* TASK TO COMPLETE
Skip the pictures, and retype the data below in full, exactly.
#### MATERIAL SUPPLIED
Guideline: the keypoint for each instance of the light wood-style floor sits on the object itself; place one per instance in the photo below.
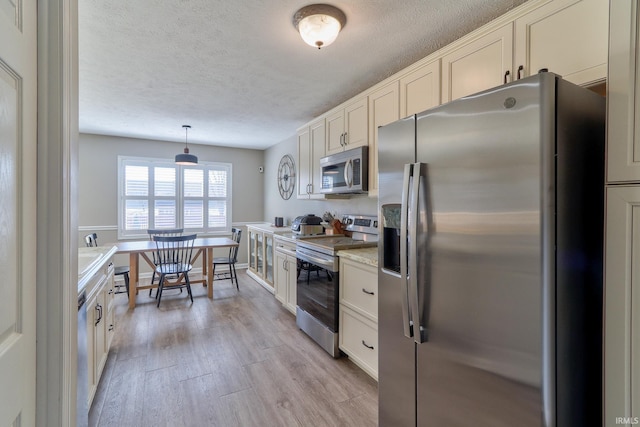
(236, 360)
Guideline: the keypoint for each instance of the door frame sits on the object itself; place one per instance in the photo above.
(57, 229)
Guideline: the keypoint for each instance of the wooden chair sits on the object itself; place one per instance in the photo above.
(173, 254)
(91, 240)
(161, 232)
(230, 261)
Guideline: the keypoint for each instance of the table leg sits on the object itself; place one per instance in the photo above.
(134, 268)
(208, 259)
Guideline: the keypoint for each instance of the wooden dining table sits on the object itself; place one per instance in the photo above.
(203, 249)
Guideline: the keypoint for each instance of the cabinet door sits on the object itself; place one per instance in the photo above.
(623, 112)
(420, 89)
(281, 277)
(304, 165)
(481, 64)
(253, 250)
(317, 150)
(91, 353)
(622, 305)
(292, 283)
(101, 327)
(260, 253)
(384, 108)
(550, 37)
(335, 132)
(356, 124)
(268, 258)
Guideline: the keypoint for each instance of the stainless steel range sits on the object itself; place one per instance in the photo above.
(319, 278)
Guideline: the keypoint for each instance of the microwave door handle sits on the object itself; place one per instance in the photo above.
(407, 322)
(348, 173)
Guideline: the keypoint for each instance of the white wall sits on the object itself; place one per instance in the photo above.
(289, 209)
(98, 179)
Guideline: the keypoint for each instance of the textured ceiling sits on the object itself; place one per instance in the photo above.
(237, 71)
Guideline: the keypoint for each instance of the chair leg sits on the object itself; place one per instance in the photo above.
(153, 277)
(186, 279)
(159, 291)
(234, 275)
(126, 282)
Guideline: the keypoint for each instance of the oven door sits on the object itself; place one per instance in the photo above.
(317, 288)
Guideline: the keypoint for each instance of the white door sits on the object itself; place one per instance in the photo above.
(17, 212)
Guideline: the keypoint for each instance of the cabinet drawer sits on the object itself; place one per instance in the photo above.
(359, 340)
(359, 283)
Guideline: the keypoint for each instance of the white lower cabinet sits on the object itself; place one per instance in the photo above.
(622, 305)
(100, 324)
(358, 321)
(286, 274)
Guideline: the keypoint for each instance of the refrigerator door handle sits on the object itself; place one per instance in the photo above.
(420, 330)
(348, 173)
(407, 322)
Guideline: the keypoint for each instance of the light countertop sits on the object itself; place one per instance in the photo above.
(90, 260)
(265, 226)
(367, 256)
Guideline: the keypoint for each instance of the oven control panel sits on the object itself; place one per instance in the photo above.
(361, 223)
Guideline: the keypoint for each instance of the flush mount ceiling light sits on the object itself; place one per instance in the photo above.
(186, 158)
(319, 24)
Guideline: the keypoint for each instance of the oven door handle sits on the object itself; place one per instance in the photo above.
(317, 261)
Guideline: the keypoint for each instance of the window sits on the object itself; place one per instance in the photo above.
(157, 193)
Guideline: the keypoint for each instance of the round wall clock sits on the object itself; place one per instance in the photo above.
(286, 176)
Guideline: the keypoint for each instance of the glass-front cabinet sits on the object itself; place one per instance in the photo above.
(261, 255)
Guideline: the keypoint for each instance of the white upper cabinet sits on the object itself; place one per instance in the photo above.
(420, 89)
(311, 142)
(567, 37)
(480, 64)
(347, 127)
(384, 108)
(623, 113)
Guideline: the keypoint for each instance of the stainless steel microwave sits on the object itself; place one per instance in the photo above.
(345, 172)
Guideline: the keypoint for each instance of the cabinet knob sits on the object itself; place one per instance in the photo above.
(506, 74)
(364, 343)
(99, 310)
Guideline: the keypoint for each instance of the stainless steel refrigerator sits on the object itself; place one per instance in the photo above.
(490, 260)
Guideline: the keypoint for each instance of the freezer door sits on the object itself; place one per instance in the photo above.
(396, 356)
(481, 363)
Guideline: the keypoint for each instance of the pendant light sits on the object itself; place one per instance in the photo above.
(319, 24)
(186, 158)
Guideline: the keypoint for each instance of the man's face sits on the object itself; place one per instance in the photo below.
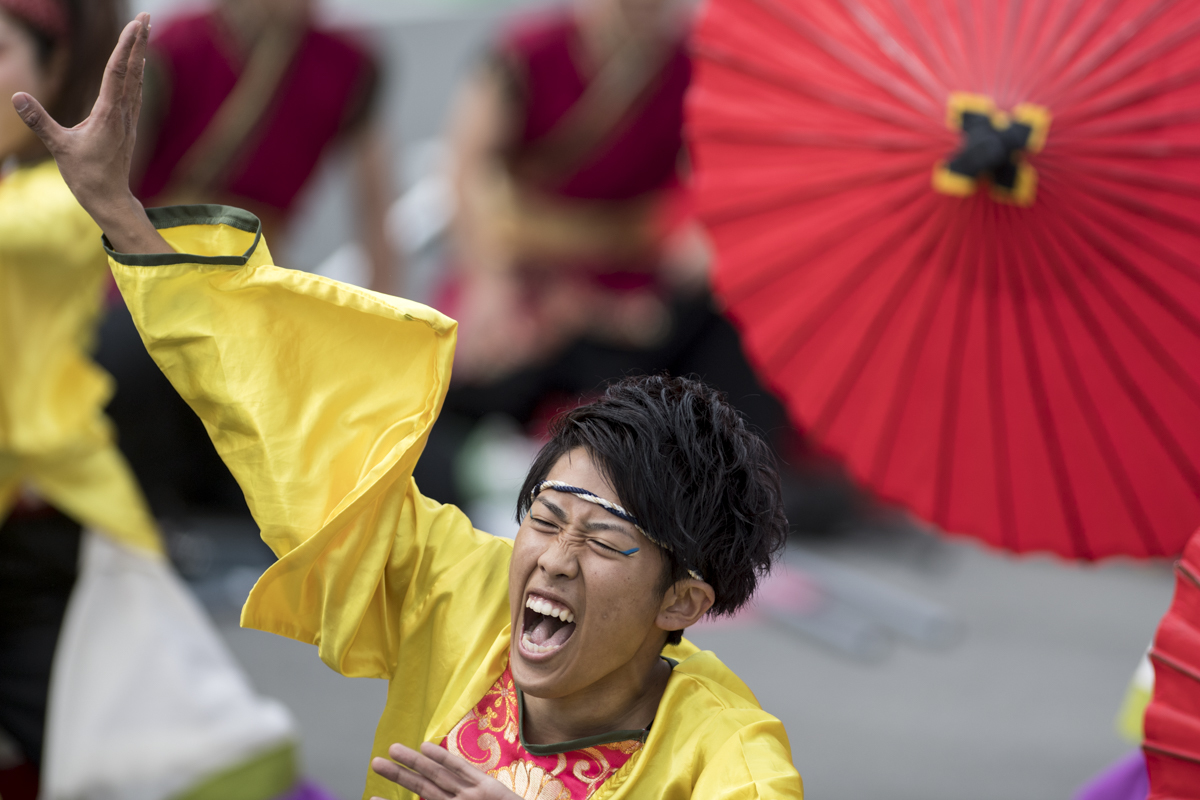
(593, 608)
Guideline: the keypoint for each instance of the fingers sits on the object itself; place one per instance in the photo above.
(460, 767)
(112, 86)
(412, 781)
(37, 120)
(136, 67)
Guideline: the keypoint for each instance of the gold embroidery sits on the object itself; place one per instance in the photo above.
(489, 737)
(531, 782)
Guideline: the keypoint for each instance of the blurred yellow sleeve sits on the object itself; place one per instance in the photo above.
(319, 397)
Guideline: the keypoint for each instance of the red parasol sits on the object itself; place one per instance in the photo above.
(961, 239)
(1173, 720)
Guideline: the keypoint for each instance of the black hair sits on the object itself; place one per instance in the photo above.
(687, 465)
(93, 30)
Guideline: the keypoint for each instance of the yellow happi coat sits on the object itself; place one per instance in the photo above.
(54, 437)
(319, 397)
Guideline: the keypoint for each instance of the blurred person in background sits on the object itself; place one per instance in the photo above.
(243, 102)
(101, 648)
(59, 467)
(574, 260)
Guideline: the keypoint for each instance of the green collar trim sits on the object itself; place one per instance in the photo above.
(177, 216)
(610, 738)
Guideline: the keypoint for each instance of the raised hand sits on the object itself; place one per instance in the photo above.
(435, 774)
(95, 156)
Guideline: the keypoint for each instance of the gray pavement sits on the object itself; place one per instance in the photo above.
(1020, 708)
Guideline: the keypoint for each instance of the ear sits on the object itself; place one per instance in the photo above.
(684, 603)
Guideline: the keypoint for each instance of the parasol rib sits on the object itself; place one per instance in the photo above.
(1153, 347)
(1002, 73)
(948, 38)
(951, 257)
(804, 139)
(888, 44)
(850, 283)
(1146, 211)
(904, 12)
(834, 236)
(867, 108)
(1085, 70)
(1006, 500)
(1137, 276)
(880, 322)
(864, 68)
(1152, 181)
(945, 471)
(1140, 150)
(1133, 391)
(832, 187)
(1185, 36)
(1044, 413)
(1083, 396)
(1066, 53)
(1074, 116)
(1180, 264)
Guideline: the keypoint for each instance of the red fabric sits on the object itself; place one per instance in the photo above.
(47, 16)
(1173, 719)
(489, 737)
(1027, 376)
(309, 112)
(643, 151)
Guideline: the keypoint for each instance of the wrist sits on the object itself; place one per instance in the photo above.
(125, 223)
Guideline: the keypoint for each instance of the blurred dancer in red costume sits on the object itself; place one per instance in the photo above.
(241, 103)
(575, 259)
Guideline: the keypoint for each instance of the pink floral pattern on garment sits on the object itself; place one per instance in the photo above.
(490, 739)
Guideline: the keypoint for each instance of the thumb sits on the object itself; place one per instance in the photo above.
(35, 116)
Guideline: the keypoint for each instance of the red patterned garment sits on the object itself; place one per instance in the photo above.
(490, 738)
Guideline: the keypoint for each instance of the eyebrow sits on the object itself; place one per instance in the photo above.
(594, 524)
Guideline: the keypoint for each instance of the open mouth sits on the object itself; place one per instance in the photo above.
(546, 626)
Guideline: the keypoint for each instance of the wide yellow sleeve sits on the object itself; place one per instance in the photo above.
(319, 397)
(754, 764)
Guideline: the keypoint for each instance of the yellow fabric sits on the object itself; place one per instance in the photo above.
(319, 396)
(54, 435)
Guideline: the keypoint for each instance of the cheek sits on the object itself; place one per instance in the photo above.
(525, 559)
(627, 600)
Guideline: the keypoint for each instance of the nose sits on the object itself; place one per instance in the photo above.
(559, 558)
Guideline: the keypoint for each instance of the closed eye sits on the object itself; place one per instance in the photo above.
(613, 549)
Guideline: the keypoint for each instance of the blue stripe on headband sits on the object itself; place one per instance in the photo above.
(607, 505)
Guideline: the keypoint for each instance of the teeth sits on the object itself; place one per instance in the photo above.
########
* RESPONSE
Guideline: the keypoint for each instance of the light wood-style floor sits on the object itself; place one per instance in the photo below.
(236, 360)
Guideline: the keypoint for each instance of the door frame sits on the object itself; place one per instance in the photo above.
(57, 229)
Guideline: the keypoint for each instance of the wooden chair sits on the object itself; place one per instance in the photo above.
(173, 254)
(91, 240)
(161, 232)
(230, 261)
Guideline: the keypoint for each instance of the table leg sits on the object itself; place one per instance in the photo above.
(134, 268)
(208, 259)
Guideline: the keypoint for each instance of the wooden dining table sits on the object itself; place one per instance in the photo above.
(203, 249)
Guideline: the keypoint for each instance of the cabinet door sits on the object itself; place one per instance in the photo above.
(623, 112)
(420, 89)
(281, 277)
(304, 165)
(481, 64)
(253, 250)
(317, 150)
(91, 353)
(622, 305)
(292, 283)
(101, 327)
(260, 253)
(384, 108)
(550, 37)
(335, 132)
(356, 124)
(268, 258)
Guideline: the keypoint for each instance of the stainless steel range sits on the object itself; place one per instance in the photo above.
(319, 278)
Guideline: the keypoint for each instance of the microwave door handle sits on the object itself; place one per instance in the photo above.
(407, 322)
(348, 173)
Guideline: the keypoint for each instance of the white wall sits on the object itself; place one per instance in the photo above.
(289, 209)
(98, 179)
Guideline: the keypoint for each instance of the textured ceiling sits on the object itself; place one per instance in the photo above.
(237, 71)
Guideline: the keypoint for each instance of the chair leg sits on the object itself; place one per instance in the photo above.
(153, 277)
(186, 279)
(159, 291)
(234, 275)
(126, 282)
Guideline: the keypoint for each instance of the oven door sits on the object itself; place one per instance in the photo above.
(317, 288)
Guideline: the keypoint for each instance of the white door sits on the object itself; place one per instance in the photo above.
(17, 212)
Guideline: the keypoint for each instance of the cabinet drawer sits on the object itself; place one per instance in the photo above.
(359, 340)
(359, 283)
Guideline: the keypoint for each instance of the white lower cabinet sits on the object itself; place one per instance in the photo above.
(622, 305)
(100, 324)
(358, 321)
(286, 274)
Guideline: the keypoint for each instance of the refrigerator door handle sits on the object itself; place one per instance in the photo above.
(420, 330)
(348, 173)
(407, 322)
Guideline: the keypoint for each instance of the light countertop sits on the object itself; place one per instance in the photo above.
(90, 260)
(265, 226)
(367, 256)
Guideline: the keypoint for each instance of the oven control panel sits on the object itself; place one per instance in the photo above.
(361, 223)
Guideline: the keypoint for each instance of the flush mount ceiling light sits on the object itself; place one per instance in the photo above.
(186, 158)
(319, 24)
Guideline: the keypoint for each instance of the oven door handle sits on the object itself; place one per instance in the photo above.
(317, 261)
Guideline: the keypoint for each instance of the window sits on the object itself; place one per instance in the photo above.
(157, 193)
Guideline: the keypoint for each instance of the round wall clock sits on the object itself; place one per instance in the photo above.
(286, 176)
Guideline: the keypoint for each instance of the glass-front cabinet sits on the object itself; place one per instance in the photo above.
(261, 255)
Guideline: the keypoint for each instance of the white upper cabinet sits on the object itself; place one per instance in the photo above.
(420, 89)
(311, 142)
(567, 37)
(480, 64)
(347, 127)
(384, 108)
(623, 113)
Guideline: the keypoint for each instance of the stainless steel microwave sits on the object itself; place one per instance in the photo above.
(345, 172)
Guideline: the keypoint for each instance of the cabinet knob sits on the object itself; place one per instance in the photo above.
(506, 74)
(364, 343)
(99, 310)
Guideline: the keypoint for each instance of the stainless steel refrigerator sits on the object itself; place one per instance in the photo above.
(490, 260)
Guideline: the keypoint for each instance of the freezer door sits on the object itself; place one per instance in the photo above.
(396, 356)
(481, 363)
Guideline: the keypoint for each instance of the pendant light sits on the object itself; place one per instance in the photo above.
(319, 24)
(186, 158)
Guideline: the keypoint for each instance of the man's face sits on the object itself; place one per instance in the photo below.
(593, 608)
Guideline: the keypoint for each instance of the fingers sits on the object itself; place one per instance in the photo above.
(460, 767)
(112, 86)
(412, 781)
(37, 120)
(136, 67)
Guideline: the keypoint for each instance of the gold embroidery sits on the object itself; place one per instance in the photo above.
(489, 737)
(531, 782)
Guideline: the keypoint for each instance of the blurred yellow sleeve sits on the object itself; place one per instance in the photo above.
(319, 397)
Guideline: the keypoint for each instance of the red parasol sits on the object itself; place one per instance in the photo above.
(961, 239)
(1173, 720)
Guideline: the keypoint for each instance of the black hair sits on the object itself; place one per instance in the photo above.
(687, 465)
(93, 30)
Guideline: the keypoint for each instance of the yellow happi coat sits on the object itself; place one per instance in the photo above.
(54, 437)
(319, 397)
Guideline: the keypoint for each instance of the blurred person in background sits on the object itself; place one per instance in the photo above.
(243, 102)
(101, 648)
(59, 467)
(574, 260)
Guideline: the keypoint for each instance of the green collar trim sits on the object itself; place one per instance in the photo above.
(177, 216)
(610, 738)
Guideline: the keypoint for each instance of the raised hand sits on the object itself; place one per instance in the photo above.
(435, 774)
(95, 156)
Guideline: the keypoint for each instance of the gray pavement sits on the object itself; place one per instance in the photo above.
(1020, 708)
Guideline: the keypoint for each instance of the ear sits on the object itself; place one per instance in the photo above.
(684, 603)
Guideline: the keypoint for each instance of the parasol rib sits on the object itself; place one per instance in the photo above.
(1153, 347)
(1002, 73)
(948, 38)
(951, 257)
(804, 139)
(888, 44)
(850, 283)
(1146, 211)
(904, 12)
(834, 236)
(867, 108)
(1085, 70)
(1006, 500)
(1137, 276)
(880, 322)
(864, 68)
(1152, 181)
(945, 471)
(1140, 150)
(1133, 391)
(832, 187)
(1185, 36)
(1044, 413)
(1083, 396)
(1066, 53)
(1074, 116)
(1180, 264)
Guideline: the keypoint for each instance of the red fabric sits on the object itself; place one per instance in the photo above.
(47, 16)
(1173, 719)
(489, 737)
(1027, 376)
(309, 112)
(643, 151)
Guideline: the keypoint for each instance of the wrist sits on the object itself; place one per instance in the photo above.
(125, 223)
Guideline: the keypoint for each instance of the blurred dancer in red costume sits on the object itself; place one per instance in the photo above.
(241, 103)
(575, 259)
Guideline: the keypoint for each instance of the pink floral pattern on garment sits on the object itself; place one per instance in the photo above.
(490, 739)
Guideline: the keypoint for each instance of the thumb sits on the object itself; place one per instance in the photo above.
(35, 116)
Guideline: the keypoint for each instance of the red patterned garment sits on the object itself; place one per instance in the photo above.
(490, 738)
Guideline: the keypoint for each instance of the eyebrow sits on the object itself; place one per instance in the photo above.
(594, 524)
Guideline: the keypoint for each instance of the open mouth sits on the object itself; place one per instance in the photo above.
(546, 626)
Guideline: the keypoint for each instance of the wide yellow sleeve sits on the object itself; place one per instance in the photo above.
(319, 397)
(754, 764)
Guideline: the keypoint for each instance of the yellow fabric sits on the object itself; place one per instance in the photo above.
(319, 396)
(54, 435)
Guideline: the keypoint for each instance of the cheek sits on the object itself; place one per instance in the photo above.
(525, 559)
(627, 600)
Guideline: the keypoint for each instance of the nose sits on the object itself; place one per instance in the photo above.
(559, 558)
Guideline: the keypoint for each instance of the closed eye sits on the object itself; place one per instance in the photo above.
(613, 549)
Guideline: the keypoint for each instance of the blue stripe on headband sits on the object itself; place one per instance in the photo above.
(607, 505)
Guideline: the keypoint for each instance of the teeth sits on the object itself; place one per instance in the photo above.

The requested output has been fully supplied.